Tally the lines in the items that contain the string "curved", treating uppercase and lowercase as different. Give only the number.
:: Material for this task
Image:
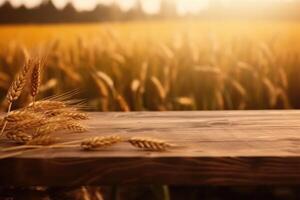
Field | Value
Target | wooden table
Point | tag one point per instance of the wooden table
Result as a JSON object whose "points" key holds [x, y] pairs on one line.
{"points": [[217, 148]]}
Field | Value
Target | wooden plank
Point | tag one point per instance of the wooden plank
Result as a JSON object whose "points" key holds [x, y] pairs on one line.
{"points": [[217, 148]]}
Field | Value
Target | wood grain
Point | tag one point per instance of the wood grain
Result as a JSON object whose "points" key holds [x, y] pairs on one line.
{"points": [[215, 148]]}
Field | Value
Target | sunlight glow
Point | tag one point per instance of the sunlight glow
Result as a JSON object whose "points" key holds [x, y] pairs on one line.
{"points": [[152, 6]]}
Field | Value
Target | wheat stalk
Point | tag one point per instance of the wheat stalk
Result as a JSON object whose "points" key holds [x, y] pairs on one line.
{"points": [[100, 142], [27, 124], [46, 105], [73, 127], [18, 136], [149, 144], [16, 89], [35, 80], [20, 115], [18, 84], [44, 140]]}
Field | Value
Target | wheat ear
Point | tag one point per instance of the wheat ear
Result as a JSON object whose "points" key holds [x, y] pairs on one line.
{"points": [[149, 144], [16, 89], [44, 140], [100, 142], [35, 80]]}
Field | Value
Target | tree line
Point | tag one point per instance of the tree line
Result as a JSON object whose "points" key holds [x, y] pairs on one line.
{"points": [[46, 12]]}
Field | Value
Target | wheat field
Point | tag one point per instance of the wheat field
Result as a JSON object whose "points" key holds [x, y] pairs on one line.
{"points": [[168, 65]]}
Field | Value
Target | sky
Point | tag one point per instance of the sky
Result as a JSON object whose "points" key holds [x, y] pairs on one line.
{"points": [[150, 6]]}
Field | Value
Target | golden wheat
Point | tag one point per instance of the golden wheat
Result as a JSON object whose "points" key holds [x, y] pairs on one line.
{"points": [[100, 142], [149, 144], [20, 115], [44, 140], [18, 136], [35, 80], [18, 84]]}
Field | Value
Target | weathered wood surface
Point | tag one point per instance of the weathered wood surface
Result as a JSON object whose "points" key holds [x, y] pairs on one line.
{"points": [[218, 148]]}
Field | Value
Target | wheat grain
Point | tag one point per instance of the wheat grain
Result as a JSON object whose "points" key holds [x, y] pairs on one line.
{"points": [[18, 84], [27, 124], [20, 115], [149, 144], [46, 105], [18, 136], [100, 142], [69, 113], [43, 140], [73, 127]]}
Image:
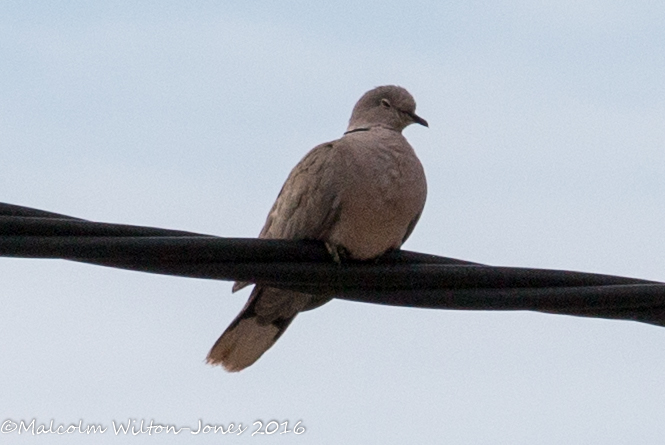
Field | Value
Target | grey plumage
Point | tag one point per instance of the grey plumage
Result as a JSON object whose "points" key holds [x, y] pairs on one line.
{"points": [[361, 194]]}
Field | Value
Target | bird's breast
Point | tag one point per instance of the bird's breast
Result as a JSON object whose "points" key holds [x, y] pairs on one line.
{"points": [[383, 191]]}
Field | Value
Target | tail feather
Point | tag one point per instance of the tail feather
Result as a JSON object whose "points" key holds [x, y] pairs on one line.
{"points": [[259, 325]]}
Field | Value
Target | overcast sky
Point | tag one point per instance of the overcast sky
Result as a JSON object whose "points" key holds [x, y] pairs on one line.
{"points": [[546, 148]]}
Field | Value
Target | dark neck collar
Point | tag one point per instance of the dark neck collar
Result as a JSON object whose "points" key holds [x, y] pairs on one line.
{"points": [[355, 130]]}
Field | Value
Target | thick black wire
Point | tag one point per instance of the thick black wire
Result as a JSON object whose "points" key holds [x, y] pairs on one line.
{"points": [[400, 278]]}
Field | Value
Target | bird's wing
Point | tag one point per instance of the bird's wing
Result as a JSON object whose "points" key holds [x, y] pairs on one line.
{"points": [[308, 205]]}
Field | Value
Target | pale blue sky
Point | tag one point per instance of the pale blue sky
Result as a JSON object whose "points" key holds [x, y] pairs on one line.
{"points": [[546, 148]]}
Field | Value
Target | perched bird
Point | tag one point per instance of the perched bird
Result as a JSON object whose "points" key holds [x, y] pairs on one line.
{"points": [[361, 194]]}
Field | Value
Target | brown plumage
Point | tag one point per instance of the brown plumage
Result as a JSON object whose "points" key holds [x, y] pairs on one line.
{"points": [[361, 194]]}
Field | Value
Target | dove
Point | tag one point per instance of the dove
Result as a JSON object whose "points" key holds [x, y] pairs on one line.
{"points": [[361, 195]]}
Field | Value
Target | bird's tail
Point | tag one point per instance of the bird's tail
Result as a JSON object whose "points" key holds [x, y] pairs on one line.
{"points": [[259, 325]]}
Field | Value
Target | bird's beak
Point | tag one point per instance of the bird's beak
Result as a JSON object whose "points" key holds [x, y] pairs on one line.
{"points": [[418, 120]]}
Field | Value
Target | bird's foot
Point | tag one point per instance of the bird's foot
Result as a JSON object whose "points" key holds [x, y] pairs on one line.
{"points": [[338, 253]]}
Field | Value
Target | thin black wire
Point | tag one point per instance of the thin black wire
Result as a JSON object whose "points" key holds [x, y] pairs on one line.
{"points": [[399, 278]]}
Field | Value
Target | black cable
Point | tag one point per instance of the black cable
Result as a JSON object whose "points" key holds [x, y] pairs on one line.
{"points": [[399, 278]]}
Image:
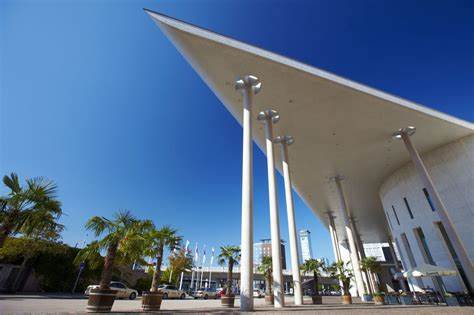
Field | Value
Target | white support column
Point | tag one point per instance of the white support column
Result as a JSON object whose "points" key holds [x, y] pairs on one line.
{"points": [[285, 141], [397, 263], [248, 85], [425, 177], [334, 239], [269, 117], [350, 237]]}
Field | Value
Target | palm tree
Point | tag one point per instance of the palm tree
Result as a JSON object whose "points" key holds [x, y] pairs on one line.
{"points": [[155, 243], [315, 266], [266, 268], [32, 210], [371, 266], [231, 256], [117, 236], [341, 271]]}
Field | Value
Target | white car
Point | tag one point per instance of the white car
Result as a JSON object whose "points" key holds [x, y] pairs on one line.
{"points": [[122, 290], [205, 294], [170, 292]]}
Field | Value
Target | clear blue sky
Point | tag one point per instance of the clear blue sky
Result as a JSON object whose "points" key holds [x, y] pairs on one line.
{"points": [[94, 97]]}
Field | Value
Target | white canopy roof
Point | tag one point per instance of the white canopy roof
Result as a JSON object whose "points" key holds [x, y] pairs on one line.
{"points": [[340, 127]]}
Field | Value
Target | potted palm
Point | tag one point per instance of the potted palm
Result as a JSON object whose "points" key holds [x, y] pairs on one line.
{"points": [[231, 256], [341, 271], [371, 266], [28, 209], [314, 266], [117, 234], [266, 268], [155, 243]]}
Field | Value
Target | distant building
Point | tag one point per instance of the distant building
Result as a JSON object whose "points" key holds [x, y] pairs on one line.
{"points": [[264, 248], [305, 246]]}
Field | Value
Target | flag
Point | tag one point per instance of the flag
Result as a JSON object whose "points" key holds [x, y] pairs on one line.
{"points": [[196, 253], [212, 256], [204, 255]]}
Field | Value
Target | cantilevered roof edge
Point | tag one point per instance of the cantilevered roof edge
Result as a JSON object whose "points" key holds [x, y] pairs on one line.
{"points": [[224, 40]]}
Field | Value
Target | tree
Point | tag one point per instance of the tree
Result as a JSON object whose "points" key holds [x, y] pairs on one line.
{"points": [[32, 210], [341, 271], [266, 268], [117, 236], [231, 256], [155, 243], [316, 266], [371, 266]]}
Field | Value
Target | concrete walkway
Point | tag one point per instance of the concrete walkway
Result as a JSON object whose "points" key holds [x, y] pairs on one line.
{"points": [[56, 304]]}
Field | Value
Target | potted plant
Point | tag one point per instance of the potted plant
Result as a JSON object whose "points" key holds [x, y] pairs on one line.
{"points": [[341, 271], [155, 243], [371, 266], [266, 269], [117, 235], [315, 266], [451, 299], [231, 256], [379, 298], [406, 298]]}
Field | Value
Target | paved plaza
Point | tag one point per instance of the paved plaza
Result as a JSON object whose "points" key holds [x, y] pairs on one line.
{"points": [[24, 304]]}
::::
:: Material for this task
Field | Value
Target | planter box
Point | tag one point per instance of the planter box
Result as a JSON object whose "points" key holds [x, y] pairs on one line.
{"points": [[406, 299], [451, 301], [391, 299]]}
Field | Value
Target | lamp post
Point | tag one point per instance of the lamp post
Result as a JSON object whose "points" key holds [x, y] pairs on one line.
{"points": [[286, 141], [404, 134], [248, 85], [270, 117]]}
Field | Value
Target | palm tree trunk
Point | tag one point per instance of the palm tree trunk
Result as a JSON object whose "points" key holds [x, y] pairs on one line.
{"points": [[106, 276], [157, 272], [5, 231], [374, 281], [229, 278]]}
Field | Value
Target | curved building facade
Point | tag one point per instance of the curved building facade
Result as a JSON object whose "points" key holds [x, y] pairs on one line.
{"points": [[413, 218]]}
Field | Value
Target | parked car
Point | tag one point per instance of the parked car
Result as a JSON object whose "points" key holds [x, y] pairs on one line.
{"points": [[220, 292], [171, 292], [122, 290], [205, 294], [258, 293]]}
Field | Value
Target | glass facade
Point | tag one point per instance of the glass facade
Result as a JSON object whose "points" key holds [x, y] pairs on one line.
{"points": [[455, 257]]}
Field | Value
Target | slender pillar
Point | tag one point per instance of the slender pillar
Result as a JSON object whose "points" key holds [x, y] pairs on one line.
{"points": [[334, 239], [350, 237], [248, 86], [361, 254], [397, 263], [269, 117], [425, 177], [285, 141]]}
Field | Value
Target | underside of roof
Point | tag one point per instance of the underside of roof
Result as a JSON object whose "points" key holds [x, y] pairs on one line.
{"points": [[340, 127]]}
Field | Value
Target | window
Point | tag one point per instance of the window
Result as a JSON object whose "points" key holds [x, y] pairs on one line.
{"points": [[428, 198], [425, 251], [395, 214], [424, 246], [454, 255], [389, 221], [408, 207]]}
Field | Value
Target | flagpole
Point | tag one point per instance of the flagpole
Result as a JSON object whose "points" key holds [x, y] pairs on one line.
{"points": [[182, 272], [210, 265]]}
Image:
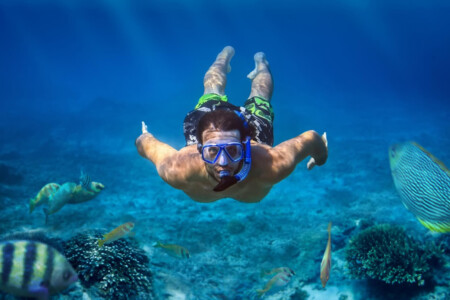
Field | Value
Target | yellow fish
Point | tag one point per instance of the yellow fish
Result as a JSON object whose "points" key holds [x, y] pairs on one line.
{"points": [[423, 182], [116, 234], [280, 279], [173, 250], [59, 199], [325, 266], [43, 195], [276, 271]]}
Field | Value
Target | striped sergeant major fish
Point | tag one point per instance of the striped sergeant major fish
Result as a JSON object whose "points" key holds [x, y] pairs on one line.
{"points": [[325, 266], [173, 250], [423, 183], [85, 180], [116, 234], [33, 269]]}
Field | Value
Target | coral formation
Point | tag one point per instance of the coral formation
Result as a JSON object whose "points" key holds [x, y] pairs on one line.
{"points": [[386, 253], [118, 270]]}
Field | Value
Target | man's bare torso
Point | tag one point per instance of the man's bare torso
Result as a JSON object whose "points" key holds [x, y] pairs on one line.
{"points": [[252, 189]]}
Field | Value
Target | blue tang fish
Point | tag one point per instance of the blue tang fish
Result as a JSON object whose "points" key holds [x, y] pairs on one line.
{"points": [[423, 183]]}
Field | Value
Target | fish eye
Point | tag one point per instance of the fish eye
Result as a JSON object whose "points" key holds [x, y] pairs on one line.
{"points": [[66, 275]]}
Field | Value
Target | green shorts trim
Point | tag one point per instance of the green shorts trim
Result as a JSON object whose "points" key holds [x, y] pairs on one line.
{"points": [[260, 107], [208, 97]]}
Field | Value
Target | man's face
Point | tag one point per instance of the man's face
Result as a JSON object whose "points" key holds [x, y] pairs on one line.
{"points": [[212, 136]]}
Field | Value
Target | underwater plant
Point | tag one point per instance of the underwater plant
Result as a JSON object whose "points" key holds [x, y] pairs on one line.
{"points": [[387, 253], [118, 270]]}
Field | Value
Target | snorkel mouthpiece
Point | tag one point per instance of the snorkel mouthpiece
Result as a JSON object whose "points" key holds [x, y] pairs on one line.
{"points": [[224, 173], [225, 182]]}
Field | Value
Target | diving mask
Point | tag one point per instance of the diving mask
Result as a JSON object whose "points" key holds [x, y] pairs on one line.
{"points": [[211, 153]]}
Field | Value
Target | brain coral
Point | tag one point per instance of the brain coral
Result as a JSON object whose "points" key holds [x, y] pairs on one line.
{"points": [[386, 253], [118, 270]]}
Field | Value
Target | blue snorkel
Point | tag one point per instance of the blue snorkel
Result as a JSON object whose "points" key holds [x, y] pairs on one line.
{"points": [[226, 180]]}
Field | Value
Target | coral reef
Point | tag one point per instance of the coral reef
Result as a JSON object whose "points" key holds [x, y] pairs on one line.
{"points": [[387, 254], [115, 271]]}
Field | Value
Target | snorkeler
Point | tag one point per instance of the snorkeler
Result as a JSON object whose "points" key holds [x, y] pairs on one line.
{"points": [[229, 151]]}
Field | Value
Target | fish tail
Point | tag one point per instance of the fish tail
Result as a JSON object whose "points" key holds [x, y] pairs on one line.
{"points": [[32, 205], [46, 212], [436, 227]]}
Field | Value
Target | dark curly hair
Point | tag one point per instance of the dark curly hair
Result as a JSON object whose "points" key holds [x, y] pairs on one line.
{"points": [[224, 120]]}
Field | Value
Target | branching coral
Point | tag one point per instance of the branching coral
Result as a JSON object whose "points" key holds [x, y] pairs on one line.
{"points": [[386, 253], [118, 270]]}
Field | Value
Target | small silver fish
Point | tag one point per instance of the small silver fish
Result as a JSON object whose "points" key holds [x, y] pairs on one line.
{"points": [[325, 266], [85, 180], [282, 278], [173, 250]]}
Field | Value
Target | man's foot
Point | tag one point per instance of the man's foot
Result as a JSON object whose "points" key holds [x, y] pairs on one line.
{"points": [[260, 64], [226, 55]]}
::::
Worked solution >>
2